Exercise brief: Convert the records below into a two-column CSV with the columns "request" and "boxes". Give one row per request: the request text goes in the first column and all of its answer coordinates go in the second, each field quoted, with line breaks replaced by spaces and the pictures left out.

==== Material supplied

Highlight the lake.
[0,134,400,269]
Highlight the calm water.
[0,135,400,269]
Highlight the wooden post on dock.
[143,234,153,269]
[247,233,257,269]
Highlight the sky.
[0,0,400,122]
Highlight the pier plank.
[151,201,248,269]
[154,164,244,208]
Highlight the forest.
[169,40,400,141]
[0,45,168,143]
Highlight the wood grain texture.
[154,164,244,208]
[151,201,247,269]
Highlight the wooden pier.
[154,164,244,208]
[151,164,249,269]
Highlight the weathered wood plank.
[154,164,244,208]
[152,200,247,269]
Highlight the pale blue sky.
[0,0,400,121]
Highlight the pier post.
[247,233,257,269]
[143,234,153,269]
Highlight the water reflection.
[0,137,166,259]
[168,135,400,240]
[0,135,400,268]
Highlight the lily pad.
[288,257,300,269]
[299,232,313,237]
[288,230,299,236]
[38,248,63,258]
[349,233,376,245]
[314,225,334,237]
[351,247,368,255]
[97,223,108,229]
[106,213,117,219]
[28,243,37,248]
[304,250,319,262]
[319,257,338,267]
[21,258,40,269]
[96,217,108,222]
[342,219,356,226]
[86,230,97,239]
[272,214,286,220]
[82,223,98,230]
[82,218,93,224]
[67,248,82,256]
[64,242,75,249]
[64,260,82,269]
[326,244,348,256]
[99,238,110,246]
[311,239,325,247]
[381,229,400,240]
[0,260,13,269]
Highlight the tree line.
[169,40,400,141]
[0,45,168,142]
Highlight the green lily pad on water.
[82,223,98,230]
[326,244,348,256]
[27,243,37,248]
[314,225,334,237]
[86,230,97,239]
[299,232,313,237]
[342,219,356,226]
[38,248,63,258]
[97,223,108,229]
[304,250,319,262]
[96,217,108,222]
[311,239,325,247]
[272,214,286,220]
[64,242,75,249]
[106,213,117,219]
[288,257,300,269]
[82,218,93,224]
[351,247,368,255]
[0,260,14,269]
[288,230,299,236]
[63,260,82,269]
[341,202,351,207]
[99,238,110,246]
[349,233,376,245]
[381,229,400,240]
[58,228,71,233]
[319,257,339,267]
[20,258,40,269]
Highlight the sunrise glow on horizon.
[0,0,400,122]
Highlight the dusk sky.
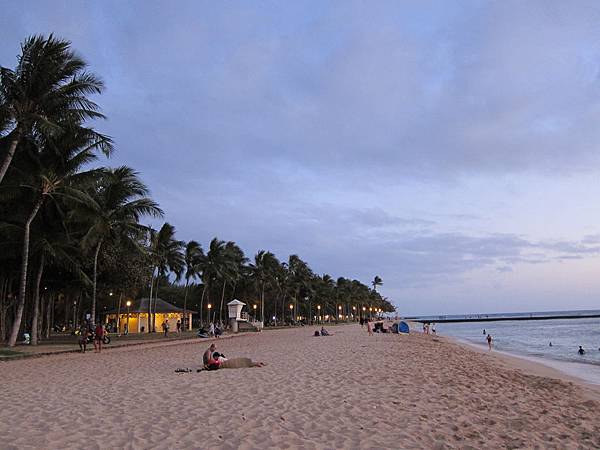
[0,0,600,314]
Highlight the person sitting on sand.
[202,344,265,370]
[79,325,90,353]
[94,323,106,353]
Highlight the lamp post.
[125,300,131,335]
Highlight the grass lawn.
[0,348,23,356]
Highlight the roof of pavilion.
[107,297,194,314]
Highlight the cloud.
[0,1,600,309]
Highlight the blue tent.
[398,322,410,333]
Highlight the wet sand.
[0,325,600,449]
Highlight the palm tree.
[181,241,204,330]
[148,223,185,332]
[0,34,112,183]
[199,237,227,323]
[215,241,247,322]
[5,130,106,347]
[371,275,383,291]
[250,250,280,323]
[78,166,163,323]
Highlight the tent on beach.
[392,321,410,333]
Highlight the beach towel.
[219,358,255,369]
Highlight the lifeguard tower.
[227,299,248,333]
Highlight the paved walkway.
[0,331,207,361]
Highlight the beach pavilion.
[105,298,194,333]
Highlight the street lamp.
[125,300,131,335]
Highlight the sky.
[0,0,600,315]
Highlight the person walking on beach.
[79,325,90,353]
[94,323,106,353]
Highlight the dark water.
[436,318,600,384]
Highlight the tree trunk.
[92,239,102,326]
[8,197,44,347]
[181,278,190,331]
[47,296,56,339]
[260,283,265,327]
[152,274,160,333]
[0,136,21,183]
[200,283,206,327]
[0,277,8,343]
[117,292,122,334]
[215,281,227,323]
[31,253,45,345]
[146,267,155,333]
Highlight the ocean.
[436,313,600,384]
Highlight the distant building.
[105,298,194,333]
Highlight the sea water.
[436,318,600,384]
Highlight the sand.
[0,325,600,449]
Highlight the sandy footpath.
[0,325,600,449]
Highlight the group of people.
[315,327,331,336]
[162,319,183,337]
[423,322,437,334]
[202,343,265,370]
[79,321,107,353]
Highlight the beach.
[0,325,600,449]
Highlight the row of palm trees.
[0,35,393,346]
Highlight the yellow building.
[105,298,194,333]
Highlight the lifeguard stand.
[227,299,248,333]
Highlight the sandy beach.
[0,325,600,449]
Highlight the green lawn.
[0,348,23,356]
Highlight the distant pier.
[405,310,600,323]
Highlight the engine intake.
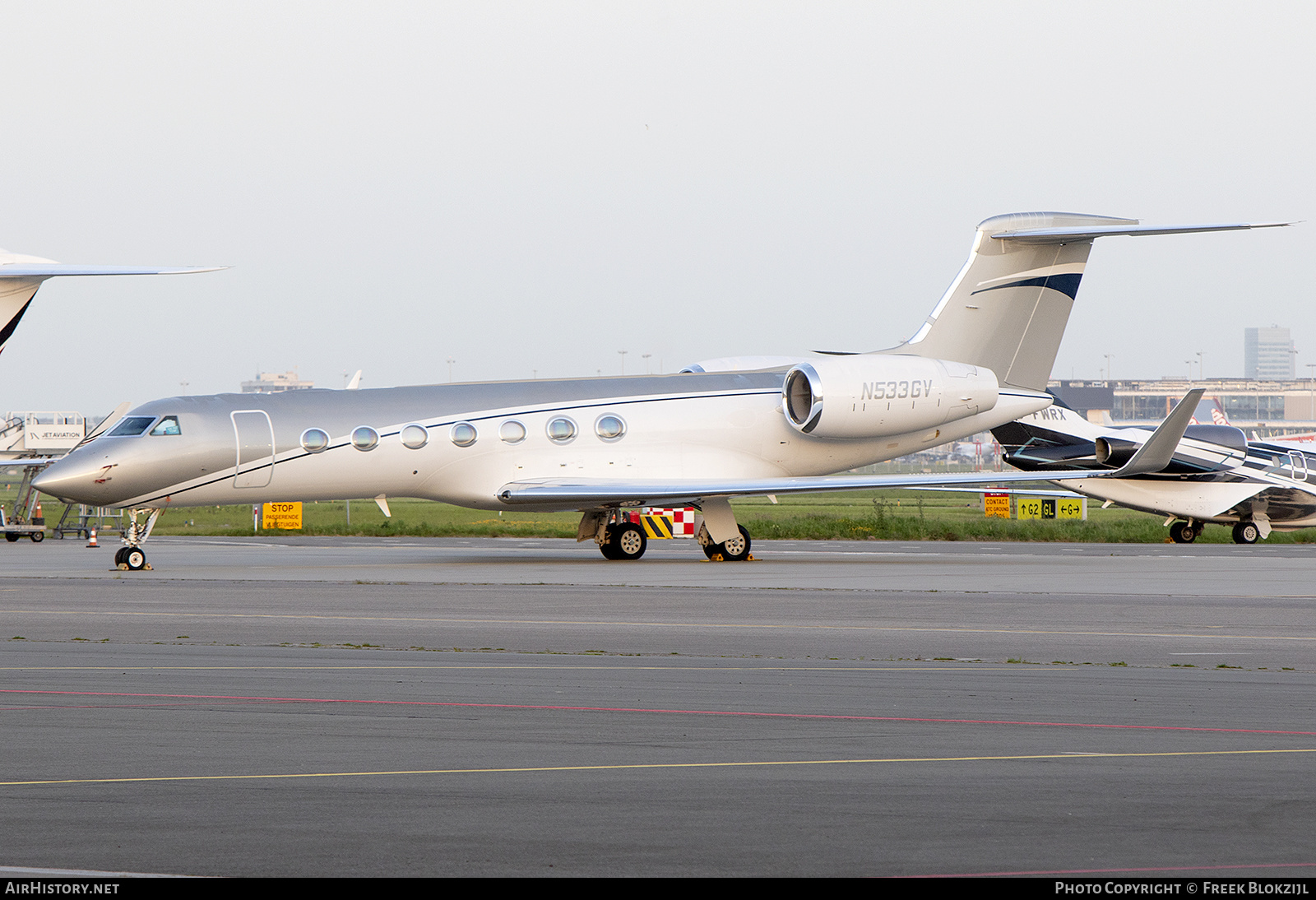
[781,354,1000,438]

========

Complete answer:
request,boxes
"Highlight the lake.","[0,134,400,269]"
"Highlight the calm water.","[0,135,400,269]"
"Highlight the wooden post on dock.","[143,234,153,269] [247,233,257,269]"
"Highlight the sky.","[0,0,400,122]"
"Highlight the pier plank.","[151,201,248,269] [154,164,244,208]"
"Highlight the forest.","[169,40,400,141] [0,45,168,143]"
"Highlight the wood grain texture.","[154,164,244,208] [151,201,247,269]"
"Highlight the wooden pier.","[154,164,244,208] [151,164,249,269]"
"Highlight the weathered wood plank.","[154,164,244,208] [152,200,247,269]"
"Highlight the pale blue sky.","[0,0,400,121]"
"Highlight the pier post.","[247,233,257,269] [143,234,153,269]"
"Highlight the water reflection.","[0,137,166,259] [168,135,400,240] [0,135,400,268]"
"Highlight the lily pad.","[288,257,300,269] [299,232,313,237] [288,230,299,236] [38,248,63,258] [349,233,376,245] [314,225,334,237] [351,247,368,255] [97,223,108,229] [106,213,117,219] [28,243,37,248] [304,250,319,262] [319,257,338,267] [21,258,40,269] [96,217,108,222] [342,219,356,226] [86,230,97,239] [272,214,286,220] [82,223,98,230] [82,218,93,224] [67,248,82,256] [64,242,75,249] [64,260,82,269] [326,244,348,256] [99,238,110,246] [311,239,325,247] [381,229,400,240] [0,260,13,269]"
"Highlight the tree line.","[169,40,400,141] [0,45,168,142]"
"Highlight the green lily pad on water.","[82,223,98,230] [326,244,348,256] [27,243,37,248] [314,225,334,237] [86,230,97,239] [299,232,313,237] [342,219,356,226] [38,248,63,258] [97,223,108,229] [304,250,319,262] [96,217,108,222] [311,239,325,247] [272,214,286,220] [64,242,75,249] [106,213,117,219] [288,257,300,269] [82,218,93,224] [351,247,368,255] [0,260,14,269] [288,230,299,236] [63,260,82,269] [341,202,351,207] [99,238,110,246] [349,233,376,245] [381,229,400,240] [58,228,71,233] [319,257,339,267] [20,258,40,269]"
"Highlight the sunrise glow on horizon.","[0,0,400,122]"
"Highlight the dusk sky.","[0,0,600,314]"
"Highlight the person sitting on sand.","[202,344,265,370] [79,325,90,353] [94,323,106,353]"
"Highlight the lamp post.","[125,300,131,335]"
"Highlight the grass lawn.","[0,348,23,356]"
"Highlight the roof of pavilion.","[107,297,194,314]"
"Highlight the cloud.","[0,1,600,309]"
"Highlight the blue tent.","[398,322,410,333]"
"Highlight the wet sand.","[0,325,600,449]"
"Highlight the palm tree.","[181,241,204,330] [148,223,185,332] [0,34,112,183] [199,237,227,323] [215,241,247,322] [5,130,106,347] [371,275,383,291] [250,250,280,323] [78,166,163,323]"
"Highlight the tent on beach.","[392,321,410,333]"
"Highlight the beach towel.","[219,358,255,369]"
"Highlight the lifeguard tower.","[227,299,248,333]"
"Highlight the paved walkway.","[0,331,207,361]"
"Highlight the beach pavilion.","[105,298,194,333]"
"Highlight the street lamp.","[125,300,131,335]"
"Highlight the sky.","[0,0,600,315]"
"Highlight the person walking on beach.","[79,325,90,353] [94,323,106,353]"
"Highlight the dark water.","[436,318,600,384]"
"Highlight the tree trunk.","[92,239,102,326] [8,197,44,347] [181,278,190,331] [47,296,56,339] [260,283,265,327] [152,274,160,333] [0,136,21,183] [200,283,206,327] [0,277,8,343] [117,292,122,334] [215,281,227,323] [31,253,45,345] [146,267,155,333]"
"Highlight the ocean.","[436,313,600,384]"
"Highlight the distant building.","[105,298,194,333]"
"Highlight the sea water.","[436,318,600,384]"
"Highlight the sand.","[0,325,600,449]"
"Highlight the sandy footpath.","[0,325,600,449]"
"Highlight the group of people.","[315,327,331,336] [162,319,183,337] [423,322,437,334] [202,343,265,370] [79,321,107,353]"
"Highlight the beach.","[0,325,600,449]"
"Highlight the row of palm trees.","[0,35,393,346]"
"Highlight the yellow building.","[105,298,194,333]"
"Highlight the lifeguard stand.","[227,299,248,333]"
"Highlight the sandy beach.","[0,325,600,449]"
"Highlight the green lawn.","[0,348,23,356]"
"Highlight the distant pier.","[405,310,600,323]"
"Highlight the engine intake.","[781,354,1000,438]"